== Segment start ==

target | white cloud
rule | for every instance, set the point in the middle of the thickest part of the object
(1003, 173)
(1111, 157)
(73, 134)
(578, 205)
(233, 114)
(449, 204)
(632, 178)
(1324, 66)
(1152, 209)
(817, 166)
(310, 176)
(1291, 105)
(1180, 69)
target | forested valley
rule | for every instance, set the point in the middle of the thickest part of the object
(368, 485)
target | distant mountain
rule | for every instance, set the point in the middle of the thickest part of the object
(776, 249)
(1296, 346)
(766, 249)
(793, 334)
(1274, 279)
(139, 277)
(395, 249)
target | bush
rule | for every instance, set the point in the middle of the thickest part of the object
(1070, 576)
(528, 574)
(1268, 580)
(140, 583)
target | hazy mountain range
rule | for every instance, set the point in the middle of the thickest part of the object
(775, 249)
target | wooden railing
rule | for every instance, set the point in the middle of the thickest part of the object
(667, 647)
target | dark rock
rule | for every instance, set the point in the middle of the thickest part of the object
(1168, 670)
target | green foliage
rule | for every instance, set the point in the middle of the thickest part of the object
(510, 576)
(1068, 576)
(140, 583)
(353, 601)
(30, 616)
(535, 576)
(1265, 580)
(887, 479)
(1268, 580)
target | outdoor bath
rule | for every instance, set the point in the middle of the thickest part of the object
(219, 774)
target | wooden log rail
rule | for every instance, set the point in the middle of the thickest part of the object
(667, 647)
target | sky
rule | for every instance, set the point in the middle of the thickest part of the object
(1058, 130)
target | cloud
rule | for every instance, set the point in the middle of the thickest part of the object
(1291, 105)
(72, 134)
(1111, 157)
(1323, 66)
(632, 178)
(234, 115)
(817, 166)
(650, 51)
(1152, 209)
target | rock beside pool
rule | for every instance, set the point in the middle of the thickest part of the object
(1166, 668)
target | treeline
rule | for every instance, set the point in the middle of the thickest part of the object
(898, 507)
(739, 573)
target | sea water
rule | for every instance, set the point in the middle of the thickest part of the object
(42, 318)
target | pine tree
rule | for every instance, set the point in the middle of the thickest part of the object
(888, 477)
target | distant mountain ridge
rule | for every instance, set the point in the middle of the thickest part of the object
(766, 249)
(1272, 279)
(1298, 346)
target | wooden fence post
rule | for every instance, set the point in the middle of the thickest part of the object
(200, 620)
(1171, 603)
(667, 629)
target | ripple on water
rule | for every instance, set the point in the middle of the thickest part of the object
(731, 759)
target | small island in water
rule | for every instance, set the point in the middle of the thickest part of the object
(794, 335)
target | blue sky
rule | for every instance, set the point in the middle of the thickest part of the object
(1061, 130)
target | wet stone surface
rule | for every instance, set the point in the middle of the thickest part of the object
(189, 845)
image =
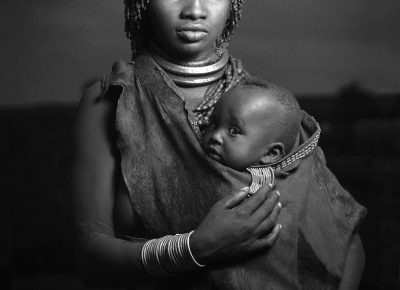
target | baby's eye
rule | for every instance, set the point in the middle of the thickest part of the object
(233, 131)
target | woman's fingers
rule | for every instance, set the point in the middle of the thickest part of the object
(236, 198)
(256, 200)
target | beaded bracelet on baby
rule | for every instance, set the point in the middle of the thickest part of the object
(168, 255)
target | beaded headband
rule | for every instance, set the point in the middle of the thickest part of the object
(261, 175)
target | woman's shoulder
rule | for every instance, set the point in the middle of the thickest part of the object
(96, 90)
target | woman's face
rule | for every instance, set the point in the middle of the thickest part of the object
(186, 30)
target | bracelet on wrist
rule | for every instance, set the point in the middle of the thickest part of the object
(168, 255)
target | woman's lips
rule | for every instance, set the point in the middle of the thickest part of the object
(192, 33)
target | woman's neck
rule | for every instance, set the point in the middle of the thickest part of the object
(194, 78)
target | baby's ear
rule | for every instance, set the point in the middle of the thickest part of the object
(275, 151)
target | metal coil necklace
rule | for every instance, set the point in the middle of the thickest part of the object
(221, 72)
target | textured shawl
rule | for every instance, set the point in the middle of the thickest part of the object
(172, 185)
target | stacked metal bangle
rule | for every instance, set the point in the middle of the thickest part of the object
(168, 255)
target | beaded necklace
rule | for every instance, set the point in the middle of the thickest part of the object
(221, 73)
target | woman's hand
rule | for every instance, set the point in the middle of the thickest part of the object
(237, 225)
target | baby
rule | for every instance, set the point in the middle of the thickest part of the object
(254, 126)
(260, 128)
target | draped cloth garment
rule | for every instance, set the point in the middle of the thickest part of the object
(172, 185)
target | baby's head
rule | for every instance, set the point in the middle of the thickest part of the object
(253, 124)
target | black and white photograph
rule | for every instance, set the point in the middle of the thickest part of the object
(200, 144)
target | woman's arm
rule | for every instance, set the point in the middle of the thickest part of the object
(235, 225)
(354, 266)
(103, 259)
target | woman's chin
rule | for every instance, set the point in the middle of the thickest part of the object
(192, 52)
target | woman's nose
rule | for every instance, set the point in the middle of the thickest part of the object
(194, 9)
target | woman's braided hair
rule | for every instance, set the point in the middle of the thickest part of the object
(135, 11)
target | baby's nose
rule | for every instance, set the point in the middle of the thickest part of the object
(215, 137)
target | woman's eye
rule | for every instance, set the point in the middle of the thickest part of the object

== Segment end ==

→ **WHAT YOU SHOULD DO**
Determine the number of lines in the records that include the string "woman", and respond with that number only.

→ **ANSWER TO THE EXERCISE**
11